WORK REQUIRED: Lift out each line of the data that holds "block".

DATA SECTION:
• • • •
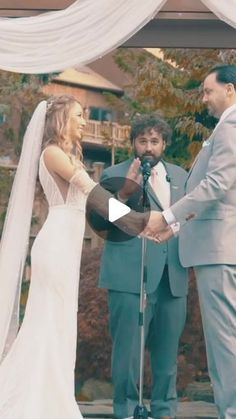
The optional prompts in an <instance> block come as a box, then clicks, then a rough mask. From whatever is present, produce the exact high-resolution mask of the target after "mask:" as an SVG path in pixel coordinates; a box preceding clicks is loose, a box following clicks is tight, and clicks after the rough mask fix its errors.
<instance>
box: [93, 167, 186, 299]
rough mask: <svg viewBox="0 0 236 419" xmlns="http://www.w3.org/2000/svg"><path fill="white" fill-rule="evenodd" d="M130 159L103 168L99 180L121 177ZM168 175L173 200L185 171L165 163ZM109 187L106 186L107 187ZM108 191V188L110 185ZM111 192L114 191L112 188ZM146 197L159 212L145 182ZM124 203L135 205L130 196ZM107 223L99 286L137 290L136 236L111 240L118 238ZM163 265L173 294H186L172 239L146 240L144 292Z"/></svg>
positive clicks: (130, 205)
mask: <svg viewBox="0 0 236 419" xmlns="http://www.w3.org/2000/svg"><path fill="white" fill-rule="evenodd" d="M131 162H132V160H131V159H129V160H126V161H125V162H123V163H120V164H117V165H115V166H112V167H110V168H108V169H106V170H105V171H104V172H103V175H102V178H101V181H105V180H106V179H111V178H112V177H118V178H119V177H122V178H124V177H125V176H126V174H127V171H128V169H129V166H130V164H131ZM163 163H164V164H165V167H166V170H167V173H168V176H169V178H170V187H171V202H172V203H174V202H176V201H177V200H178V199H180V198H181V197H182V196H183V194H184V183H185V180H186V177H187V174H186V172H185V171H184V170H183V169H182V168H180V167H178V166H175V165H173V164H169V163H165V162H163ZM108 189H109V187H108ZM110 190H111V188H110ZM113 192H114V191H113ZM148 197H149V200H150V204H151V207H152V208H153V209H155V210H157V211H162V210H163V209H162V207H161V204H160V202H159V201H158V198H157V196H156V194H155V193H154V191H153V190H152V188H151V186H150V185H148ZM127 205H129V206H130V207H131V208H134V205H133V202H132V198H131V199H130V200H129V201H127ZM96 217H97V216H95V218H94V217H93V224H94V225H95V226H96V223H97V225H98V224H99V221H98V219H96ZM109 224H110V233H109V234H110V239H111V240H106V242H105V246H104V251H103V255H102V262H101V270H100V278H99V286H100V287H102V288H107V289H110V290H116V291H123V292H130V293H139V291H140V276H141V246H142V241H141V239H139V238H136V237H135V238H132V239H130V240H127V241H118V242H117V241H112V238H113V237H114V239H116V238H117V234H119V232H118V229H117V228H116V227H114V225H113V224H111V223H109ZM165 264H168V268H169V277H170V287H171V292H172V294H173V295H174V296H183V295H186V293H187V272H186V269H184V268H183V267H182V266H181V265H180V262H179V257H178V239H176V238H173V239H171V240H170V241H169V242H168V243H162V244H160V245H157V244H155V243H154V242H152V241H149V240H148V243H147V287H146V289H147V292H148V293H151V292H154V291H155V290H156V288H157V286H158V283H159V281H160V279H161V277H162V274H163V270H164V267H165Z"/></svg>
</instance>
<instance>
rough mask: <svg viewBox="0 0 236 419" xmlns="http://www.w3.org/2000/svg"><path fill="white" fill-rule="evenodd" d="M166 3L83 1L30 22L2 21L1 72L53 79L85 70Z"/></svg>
• • • •
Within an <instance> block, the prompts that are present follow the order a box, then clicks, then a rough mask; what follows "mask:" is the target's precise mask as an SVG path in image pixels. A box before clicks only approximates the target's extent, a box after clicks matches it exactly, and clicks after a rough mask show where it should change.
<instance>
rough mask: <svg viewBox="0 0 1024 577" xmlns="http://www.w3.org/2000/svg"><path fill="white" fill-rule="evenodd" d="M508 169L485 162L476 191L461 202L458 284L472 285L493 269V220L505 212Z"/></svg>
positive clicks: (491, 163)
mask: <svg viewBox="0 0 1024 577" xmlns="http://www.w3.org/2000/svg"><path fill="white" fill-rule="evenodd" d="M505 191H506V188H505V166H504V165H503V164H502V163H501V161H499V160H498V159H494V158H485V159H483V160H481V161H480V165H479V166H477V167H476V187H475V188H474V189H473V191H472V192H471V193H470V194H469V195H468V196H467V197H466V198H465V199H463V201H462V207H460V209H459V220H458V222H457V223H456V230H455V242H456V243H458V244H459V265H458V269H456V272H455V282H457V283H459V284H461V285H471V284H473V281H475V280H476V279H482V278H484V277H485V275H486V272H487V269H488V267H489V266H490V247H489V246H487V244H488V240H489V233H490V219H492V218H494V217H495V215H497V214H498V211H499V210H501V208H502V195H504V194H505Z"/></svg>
• • • •
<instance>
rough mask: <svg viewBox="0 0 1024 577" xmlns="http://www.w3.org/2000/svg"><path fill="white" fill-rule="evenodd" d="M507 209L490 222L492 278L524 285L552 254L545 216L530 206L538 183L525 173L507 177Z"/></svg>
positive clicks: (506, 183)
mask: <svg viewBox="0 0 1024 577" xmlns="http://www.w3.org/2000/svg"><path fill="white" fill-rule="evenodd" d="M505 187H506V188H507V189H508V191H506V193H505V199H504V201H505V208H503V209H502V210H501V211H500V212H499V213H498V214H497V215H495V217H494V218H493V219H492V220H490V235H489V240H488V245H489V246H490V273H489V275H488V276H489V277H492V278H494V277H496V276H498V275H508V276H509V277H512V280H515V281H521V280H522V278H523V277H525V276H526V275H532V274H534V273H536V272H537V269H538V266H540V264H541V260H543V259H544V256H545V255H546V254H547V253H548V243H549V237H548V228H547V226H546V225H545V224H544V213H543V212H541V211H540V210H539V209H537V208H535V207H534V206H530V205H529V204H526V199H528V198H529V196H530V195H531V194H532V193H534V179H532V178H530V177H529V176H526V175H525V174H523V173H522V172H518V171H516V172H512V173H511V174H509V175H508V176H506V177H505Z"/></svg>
• • • •
ANSWER SECTION:
The optional prompts in an <instance> block come as a box, then clicks, then a rough mask. From whatever is present, produce the exact high-resolution mask of the target after "mask:" as an SVG path in pixel coordinates; a box preceding clicks is loose, a box following clicks is tight, and clicks after the rough mask fix its errors.
Within an <instance> block, the prompts that are present follow the order a box, then clicks, then a rough mask; what follows "mask:" is the target's precise mask as an SVG path in image pixels. A box before clicks only approximates the target's extent, a box after clicks matches it exactly, and clicks after a rough mask show where it should change.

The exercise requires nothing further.